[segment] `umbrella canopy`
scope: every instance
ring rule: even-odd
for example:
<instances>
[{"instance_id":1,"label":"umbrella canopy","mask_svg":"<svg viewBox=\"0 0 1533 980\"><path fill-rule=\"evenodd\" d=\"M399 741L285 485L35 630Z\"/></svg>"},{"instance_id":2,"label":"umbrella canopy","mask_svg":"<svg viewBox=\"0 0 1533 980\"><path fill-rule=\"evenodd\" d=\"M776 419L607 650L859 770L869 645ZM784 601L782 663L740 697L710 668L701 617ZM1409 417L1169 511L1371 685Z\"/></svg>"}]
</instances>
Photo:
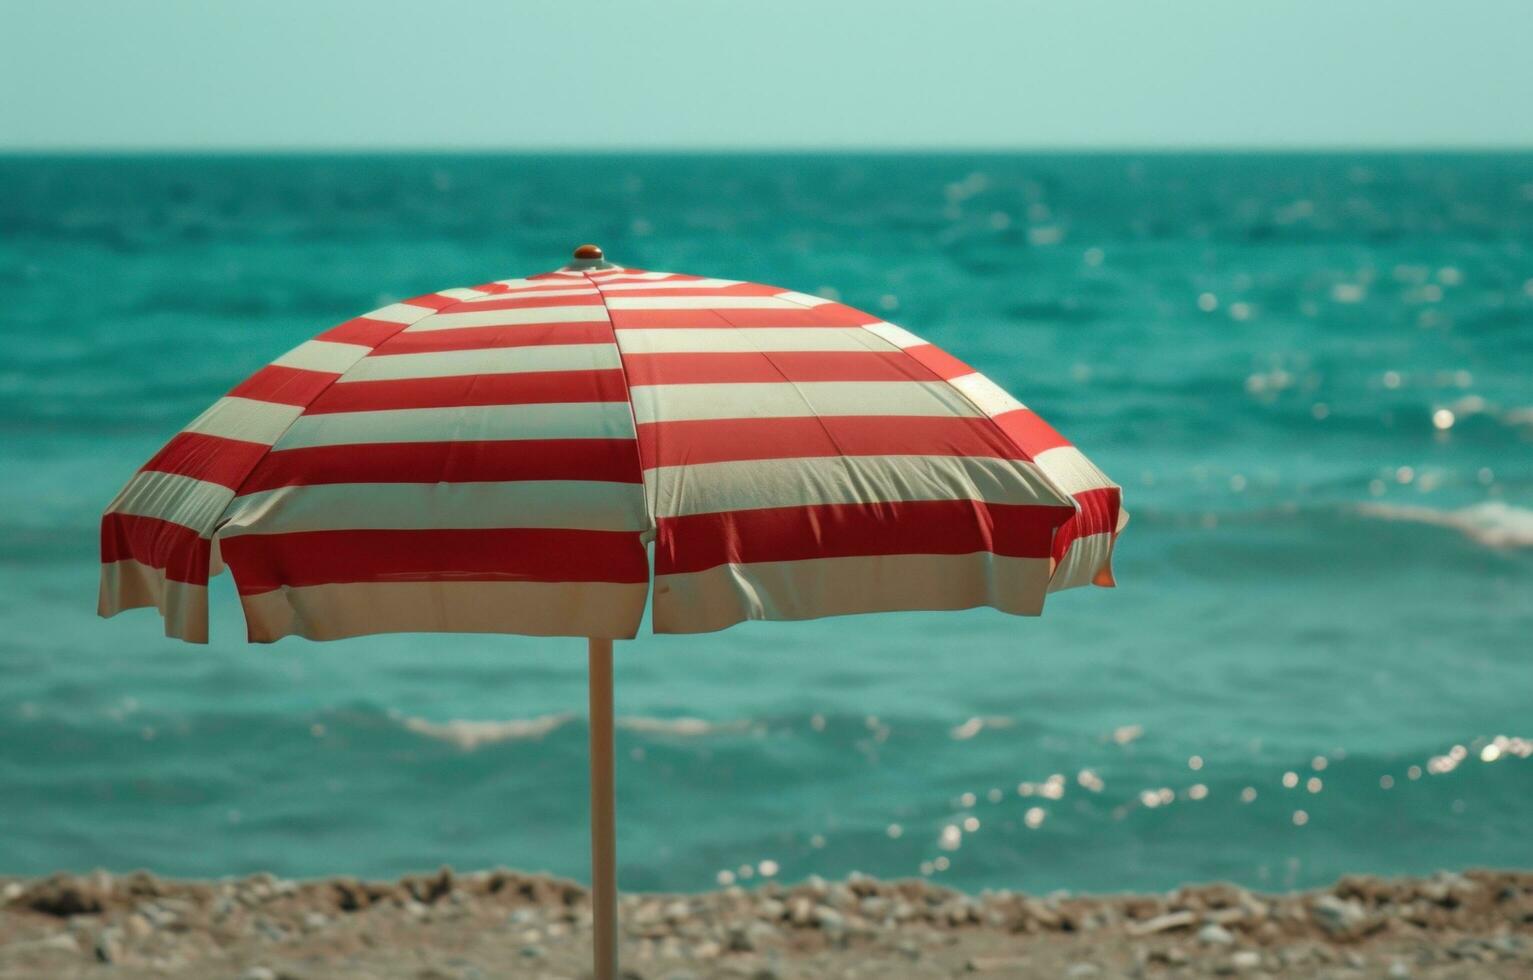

.....

- **What you should do**
All that's required is the material above repeated exactly, minus any picture.

- **Output for this exercise**
[segment] `umbrella canopy`
scope: every instance
ring rule: even-odd
for example:
<instances>
[{"instance_id":1,"label":"umbrella canopy","mask_svg":"<svg viewBox=\"0 0 1533 980\"><path fill-rule=\"evenodd\" d=\"M399 741L285 485L35 630Z\"/></svg>"},{"instance_id":2,"label":"umbrella canopy","mask_svg":"<svg viewBox=\"0 0 1533 980\"><path fill-rule=\"evenodd\" d=\"M776 419L607 650L859 770L869 645ZM784 601L782 663L740 697L710 668L701 617ZM1409 417L1169 511L1371 685Z\"/></svg>"}]
</instances>
Photo:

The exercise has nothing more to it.